Text segment:

⟨

While star quarterbacks continue to fall, the power rating on Carson Palmer and the Arizona Cardinals keeps rising. Of course, the NFL is a stock market, with rises and falls, injuries and overreactions.

This time last year, the Cardinals were in the midst of a similar red-hot rise, and then Palmer took a fall and they went ice cold.

"If Palmer stays healthy, the Cardinals are really, really good," said Chuck Esposito, Sunset Station sports book director.

Palmer was good again Sunday, when Arizona made the San Francisco 49ers look like Idaho State in a 47-7 beating. Las Vegas bookmakers started to hide their eyes. It's not always better to be the bookmaker. Occasionally, the bettors deserve credit for playing their cards right.

The Cardinals, 7-point favorites, were one of the teams the public had right in Week 3. Buffalo and Seattle were a couple more. All three won in blowouts — by a combined score of 114-21 — in the afternoon.

"We lost all the late games," William Hill sports book director Nick Bogdanovich said. "It's ugly. As bad as you can get."

There were 10 games in the morning — because the NFL loves to aggravate us with an unbalanced schedule — and the bettors were right about Atlanta, Houston, New England and Pittsburgh in the big-decision games.

"I'm trying to find a game we won," Bogdanovich said. "We won Indianapolis-Tennessee, and I don't know how."

The season's first Sunday was ugly for the books, too. However, Internet headlines such as "Las Vegas books get crushed" turned out to be misleading.

"In Week 1, we got out because we won the Sunday night game and both Monday games," Bogdanovich said. "It's worse right now than it was Week 1."

The isolated Sunday night game often creates a swing in results because it draws so much action and includes a lot of parlay liability for the books. This time, it was Denver at Detroit, and the bookmakers were pulling for the Lions as 3-point underdogs.

"We had a nice cushion going into the afternoon games," Westgate sports book director Jay Kornegay said. "We went 0-3 in the late games, and after the smoke cleared, we ended up a small loser. We needed to knock the Broncos out."

The bookmakers don't always get what they need. The Broncos pulled away to KO the winless Lions 24-12 as Peyton Manning played hero with a late touchdown pass.

Esposito called it "kind of up and down" for the Station Casinos books Sunday, when underdogs went 7-6 against the spread and won five games outright.

The Steelers, popular 1-point 'dogs, won 12-6 at St. Louis, but they lost quarterback Ben Roethlisberger for about a month to a knee injury in the process. His replacement is Michael Vick, so there will be a line adjustment on Pittsburgh moving forward.

⟩

Raw records:
⟨

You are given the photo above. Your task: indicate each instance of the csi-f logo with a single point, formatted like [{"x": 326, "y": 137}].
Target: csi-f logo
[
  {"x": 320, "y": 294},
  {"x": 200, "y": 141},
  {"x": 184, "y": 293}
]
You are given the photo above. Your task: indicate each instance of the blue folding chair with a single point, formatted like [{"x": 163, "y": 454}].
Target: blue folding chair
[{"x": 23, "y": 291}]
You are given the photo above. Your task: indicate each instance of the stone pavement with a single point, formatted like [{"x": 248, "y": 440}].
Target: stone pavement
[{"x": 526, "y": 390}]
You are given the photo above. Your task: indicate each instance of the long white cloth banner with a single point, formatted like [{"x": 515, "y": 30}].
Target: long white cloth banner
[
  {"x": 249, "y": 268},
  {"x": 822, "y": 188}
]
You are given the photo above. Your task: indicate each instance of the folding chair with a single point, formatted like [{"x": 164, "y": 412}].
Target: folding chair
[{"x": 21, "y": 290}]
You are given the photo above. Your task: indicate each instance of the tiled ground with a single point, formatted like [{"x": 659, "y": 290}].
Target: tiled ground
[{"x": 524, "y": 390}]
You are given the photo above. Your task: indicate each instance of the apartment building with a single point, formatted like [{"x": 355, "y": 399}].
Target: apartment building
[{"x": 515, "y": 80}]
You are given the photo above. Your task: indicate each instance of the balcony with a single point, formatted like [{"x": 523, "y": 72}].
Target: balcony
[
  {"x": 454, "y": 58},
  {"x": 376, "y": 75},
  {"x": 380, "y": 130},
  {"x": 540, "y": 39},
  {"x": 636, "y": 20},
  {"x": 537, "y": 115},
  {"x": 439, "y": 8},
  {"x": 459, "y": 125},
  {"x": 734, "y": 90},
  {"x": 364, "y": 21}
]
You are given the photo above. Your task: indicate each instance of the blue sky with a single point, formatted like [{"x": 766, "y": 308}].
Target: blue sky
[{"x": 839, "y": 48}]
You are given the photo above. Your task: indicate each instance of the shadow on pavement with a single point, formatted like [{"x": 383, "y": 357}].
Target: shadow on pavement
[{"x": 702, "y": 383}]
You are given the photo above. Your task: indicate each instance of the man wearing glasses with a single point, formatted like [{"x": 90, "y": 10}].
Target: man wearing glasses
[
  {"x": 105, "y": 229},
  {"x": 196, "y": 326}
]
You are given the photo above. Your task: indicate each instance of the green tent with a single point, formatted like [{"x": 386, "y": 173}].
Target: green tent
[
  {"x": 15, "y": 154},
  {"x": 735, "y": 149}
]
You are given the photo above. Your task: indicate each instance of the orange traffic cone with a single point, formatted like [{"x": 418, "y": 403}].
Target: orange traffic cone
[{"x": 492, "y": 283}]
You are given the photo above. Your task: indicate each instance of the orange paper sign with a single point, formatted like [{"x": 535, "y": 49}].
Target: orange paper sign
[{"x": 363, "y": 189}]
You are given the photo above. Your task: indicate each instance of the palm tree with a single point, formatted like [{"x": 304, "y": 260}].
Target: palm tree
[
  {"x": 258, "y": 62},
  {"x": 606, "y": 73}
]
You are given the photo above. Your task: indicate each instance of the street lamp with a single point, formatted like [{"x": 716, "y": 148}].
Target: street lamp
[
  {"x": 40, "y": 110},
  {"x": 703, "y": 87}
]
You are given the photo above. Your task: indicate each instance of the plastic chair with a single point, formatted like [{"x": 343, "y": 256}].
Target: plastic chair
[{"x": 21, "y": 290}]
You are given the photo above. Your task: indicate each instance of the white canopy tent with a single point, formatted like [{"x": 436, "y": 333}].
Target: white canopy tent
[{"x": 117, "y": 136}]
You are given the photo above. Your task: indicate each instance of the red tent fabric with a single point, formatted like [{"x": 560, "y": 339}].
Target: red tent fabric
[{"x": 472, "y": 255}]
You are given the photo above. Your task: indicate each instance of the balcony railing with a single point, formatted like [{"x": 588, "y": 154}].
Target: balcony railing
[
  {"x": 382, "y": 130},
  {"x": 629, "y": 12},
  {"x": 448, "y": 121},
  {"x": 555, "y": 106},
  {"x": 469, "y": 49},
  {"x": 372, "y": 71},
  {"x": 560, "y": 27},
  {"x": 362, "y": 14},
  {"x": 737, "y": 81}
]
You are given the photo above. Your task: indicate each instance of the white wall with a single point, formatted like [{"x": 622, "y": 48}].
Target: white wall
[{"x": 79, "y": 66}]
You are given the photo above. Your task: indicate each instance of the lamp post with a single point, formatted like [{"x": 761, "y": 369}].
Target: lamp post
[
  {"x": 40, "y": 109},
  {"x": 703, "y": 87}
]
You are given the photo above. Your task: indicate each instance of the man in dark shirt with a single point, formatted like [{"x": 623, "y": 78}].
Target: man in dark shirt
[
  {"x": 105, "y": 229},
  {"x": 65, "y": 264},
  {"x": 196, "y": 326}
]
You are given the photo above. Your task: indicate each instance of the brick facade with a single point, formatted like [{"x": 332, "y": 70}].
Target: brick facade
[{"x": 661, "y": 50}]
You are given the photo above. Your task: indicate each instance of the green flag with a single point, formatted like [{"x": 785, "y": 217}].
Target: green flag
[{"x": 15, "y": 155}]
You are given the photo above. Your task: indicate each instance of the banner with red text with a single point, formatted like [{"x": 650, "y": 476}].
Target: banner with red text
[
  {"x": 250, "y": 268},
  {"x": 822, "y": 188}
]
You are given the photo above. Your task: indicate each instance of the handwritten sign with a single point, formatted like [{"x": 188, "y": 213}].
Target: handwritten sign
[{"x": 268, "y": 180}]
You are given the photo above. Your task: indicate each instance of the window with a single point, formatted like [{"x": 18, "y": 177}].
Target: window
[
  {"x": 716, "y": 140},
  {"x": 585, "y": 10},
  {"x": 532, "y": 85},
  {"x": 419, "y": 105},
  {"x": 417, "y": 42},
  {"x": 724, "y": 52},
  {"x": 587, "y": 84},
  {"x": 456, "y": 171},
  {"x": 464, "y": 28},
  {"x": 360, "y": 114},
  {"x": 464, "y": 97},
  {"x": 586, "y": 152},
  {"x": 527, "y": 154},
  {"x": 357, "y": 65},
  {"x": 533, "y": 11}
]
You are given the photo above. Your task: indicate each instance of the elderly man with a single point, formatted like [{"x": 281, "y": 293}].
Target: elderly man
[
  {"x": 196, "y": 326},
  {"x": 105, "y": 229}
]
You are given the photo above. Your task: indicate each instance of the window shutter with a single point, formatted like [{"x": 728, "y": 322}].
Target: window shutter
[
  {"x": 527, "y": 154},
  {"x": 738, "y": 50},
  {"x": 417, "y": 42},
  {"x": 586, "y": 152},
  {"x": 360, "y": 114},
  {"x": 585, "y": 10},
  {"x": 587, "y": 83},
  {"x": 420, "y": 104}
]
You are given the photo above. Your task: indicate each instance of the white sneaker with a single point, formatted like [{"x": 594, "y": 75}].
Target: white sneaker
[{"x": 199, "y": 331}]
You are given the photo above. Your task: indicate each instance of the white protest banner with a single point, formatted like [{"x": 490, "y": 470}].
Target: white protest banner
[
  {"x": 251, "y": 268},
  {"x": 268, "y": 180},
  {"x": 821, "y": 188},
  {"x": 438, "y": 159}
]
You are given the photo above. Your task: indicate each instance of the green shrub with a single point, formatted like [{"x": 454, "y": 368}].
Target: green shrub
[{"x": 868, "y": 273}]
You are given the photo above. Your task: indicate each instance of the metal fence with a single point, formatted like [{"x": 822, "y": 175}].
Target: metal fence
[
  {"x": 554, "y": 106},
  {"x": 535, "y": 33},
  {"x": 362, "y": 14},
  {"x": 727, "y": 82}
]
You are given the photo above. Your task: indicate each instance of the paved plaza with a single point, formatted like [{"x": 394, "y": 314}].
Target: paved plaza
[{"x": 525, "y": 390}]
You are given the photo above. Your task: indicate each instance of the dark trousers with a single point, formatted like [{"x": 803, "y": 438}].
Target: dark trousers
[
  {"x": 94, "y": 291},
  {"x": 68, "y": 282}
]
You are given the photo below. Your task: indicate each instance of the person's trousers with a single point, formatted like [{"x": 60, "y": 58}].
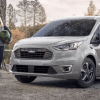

⟩

Exercise objective:
In the NFL betting article, what was the final score of the Sunday night game between Denver and Detroit?

Solution for this task:
The Broncos beat the Lions 24-12.